Extrait présenté:
=-=-=
PAR MARIANNE BÉLANGER

7

Oct 2019

Chez de nombreux enfants doués intellectuellement, on retrouve des décalages entre les différentes sphères de leur développement que l’on nomme dyssynchronies (ou asynchronies). Défini initialement par Jean-Charles Terrassier, psychologue français, le concept a été repris par plusieurs experts internationaux dans le domaine de la douance et a fait l’objet de plusieurs études empiriques, particulièrement aux États-Unis.

Les dyssynchronies internes

Dans la littérature scientifique, deux dyssynchronies internes ont ainsi été documentées, c’est-à-dire des décalages entre les différentes sphères du développement de l’enfant lui-même :

Dyssynchronie motrice, c’est-à-dire un décalage entre son développement intellectuel plus élevé que la moyenne et son développement psychomoteur qui est souvent dans la moyenne, ce qui peut le rendre maladroit ou très habile dans certaines tâches et très peu dans d’autres (ex. : calligraphie).

Dyssynchronie affective, c’est-à-dire un décalage entre son développement intellectuel plus élevé que la moyenne et son développement affectif dans la norme de son groupe d’âge, ce qui peut donner une impression d’immaturité, des réactions émotionnelles intenses, etc.
=-=-=
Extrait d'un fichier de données

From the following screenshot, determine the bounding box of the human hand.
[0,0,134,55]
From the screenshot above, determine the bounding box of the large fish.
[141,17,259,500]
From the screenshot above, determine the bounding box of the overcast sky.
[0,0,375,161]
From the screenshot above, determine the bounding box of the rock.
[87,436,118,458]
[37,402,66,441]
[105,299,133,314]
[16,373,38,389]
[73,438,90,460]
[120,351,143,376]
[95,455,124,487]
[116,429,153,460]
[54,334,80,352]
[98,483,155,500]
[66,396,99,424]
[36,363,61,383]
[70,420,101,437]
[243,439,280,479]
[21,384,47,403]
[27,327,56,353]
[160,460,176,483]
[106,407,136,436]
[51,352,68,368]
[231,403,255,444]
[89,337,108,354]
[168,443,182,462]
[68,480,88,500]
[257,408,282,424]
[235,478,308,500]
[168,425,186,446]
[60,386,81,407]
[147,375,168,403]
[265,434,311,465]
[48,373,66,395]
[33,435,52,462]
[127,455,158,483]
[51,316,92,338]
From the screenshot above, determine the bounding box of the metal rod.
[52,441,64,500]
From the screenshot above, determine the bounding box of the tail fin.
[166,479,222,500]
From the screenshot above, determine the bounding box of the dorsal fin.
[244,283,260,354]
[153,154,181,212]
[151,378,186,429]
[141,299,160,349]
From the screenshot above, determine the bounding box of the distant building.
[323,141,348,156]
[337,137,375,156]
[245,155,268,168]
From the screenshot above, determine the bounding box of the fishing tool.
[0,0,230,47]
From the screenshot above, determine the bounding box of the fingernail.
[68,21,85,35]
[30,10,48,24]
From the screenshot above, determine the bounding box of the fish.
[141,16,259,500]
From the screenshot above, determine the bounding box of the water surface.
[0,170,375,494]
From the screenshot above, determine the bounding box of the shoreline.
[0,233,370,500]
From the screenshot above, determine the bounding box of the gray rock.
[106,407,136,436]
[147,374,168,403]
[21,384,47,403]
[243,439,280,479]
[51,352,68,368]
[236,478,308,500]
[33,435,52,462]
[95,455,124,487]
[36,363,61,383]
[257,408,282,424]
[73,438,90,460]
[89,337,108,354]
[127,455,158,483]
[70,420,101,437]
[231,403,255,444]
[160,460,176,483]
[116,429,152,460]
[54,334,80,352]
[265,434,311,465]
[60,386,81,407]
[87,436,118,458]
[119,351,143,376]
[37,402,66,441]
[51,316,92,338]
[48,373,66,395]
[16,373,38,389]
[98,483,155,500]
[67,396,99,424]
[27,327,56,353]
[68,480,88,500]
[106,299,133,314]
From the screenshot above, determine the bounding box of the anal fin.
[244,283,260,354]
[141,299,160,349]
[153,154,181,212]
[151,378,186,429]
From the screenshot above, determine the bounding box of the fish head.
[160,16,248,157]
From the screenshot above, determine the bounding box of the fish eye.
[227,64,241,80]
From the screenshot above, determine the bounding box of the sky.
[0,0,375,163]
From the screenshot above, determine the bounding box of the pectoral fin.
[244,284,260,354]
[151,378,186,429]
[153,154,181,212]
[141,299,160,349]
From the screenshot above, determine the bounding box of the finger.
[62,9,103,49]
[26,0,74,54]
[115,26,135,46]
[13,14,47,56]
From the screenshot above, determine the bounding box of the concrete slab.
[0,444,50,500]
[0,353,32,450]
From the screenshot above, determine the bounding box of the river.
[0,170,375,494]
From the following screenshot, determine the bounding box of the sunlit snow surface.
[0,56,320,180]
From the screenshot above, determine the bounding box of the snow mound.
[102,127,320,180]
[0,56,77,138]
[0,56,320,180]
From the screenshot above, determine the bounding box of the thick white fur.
=-=-=
Répondez à ces questions sur l'extrait consacré aux dyssynchronies :
(a) Qui a défini initialement le concept de dyssynchronie ?
(b) Dans quel pays ce concept a-t-il surtout fait l'objet d'études empiriques ?
(c) Quelle tâche est citée en exemple pour la dyssynchronie motrice ?
Ce matériel n'a aucun lien avec l'extrait.

(a) Jean-Charles Terrassier, psychologue français.
(b) Aux États-Unis.
(c) La calligraphie.